----- Enregistrements sources -----
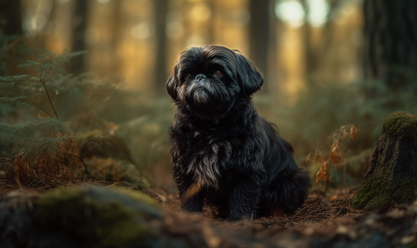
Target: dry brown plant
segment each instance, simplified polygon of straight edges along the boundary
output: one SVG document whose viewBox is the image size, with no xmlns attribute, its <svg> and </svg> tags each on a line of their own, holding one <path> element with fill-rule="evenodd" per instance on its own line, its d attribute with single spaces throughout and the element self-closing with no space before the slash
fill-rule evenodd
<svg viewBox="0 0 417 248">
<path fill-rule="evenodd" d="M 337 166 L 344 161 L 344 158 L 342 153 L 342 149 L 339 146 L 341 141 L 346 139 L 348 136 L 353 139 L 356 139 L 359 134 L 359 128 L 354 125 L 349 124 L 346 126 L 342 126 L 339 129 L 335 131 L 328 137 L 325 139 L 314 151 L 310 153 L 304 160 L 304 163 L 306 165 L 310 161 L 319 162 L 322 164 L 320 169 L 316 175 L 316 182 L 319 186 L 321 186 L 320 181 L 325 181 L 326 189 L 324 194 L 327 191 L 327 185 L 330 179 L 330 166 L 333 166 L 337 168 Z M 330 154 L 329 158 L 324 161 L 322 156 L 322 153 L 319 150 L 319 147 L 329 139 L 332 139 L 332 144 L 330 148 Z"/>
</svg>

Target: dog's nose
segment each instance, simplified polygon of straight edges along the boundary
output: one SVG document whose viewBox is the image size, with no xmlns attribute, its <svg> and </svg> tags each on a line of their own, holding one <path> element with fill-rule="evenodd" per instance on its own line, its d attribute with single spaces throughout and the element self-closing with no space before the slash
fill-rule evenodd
-----
----- Enregistrements sources -----
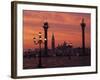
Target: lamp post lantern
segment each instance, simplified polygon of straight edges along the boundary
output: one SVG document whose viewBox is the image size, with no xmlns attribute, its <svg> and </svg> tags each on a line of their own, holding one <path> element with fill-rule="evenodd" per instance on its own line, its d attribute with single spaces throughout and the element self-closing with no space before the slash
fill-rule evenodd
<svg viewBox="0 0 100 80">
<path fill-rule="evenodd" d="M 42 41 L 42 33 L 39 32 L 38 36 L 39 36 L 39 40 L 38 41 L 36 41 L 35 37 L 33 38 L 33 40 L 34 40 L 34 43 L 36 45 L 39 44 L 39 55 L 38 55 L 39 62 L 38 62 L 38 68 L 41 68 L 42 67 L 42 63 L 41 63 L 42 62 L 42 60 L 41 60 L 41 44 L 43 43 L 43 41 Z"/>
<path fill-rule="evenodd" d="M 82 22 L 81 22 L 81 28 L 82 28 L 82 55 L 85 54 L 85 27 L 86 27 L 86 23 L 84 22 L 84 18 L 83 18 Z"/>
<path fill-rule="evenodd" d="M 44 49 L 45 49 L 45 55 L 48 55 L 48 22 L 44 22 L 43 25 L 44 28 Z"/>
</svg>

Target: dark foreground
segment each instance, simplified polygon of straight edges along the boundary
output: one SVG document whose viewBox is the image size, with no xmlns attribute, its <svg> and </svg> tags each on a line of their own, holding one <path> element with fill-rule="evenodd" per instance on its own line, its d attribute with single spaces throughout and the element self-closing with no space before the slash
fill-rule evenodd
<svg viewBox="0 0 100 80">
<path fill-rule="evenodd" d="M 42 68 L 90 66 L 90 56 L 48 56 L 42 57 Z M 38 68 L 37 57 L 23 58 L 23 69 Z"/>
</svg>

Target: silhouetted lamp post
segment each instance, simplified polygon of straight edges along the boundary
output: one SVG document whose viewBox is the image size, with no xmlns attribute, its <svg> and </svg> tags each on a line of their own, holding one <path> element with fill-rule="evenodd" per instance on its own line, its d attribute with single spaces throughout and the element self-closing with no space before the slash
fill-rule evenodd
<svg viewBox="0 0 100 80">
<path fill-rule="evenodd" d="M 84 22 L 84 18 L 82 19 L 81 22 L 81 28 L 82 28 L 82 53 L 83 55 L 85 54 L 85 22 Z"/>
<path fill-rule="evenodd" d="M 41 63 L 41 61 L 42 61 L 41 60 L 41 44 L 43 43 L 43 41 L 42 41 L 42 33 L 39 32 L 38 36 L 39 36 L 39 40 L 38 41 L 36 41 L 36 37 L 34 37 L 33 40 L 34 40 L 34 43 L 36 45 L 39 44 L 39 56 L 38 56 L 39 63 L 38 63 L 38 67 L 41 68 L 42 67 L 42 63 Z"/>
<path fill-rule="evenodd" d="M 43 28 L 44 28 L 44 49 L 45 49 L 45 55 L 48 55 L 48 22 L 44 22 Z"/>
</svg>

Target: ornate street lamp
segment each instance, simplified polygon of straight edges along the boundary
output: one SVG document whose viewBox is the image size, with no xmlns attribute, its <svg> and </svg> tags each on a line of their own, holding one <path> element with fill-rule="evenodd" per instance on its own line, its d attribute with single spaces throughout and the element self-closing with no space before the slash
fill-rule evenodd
-----
* [Objectif]:
Recopiez à l'identique toutes les lignes des enregistrements, depuis celle qui contient « Target: silhouetted lamp post » jusqu'à celle qui contient « L 84 18 L 82 », ces deux lignes comprises.

* [Réponse ci-dessous]:
Target: silhouetted lamp post
segment each instance, simplified polygon of straight edges along the boundary
output: one SVG document whose viewBox is the image size, with no xmlns attribute, its <svg> and </svg> tags each on a line of their own, holding one <path> element with fill-rule="evenodd" per instance on its own line, its d attribute with single spaces throughout and the element self-closing with no space before the slash
fill-rule evenodd
<svg viewBox="0 0 100 80">
<path fill-rule="evenodd" d="M 84 22 L 84 18 L 82 19 L 81 22 L 81 28 L 82 28 L 82 53 L 83 55 L 85 54 L 85 22 Z"/>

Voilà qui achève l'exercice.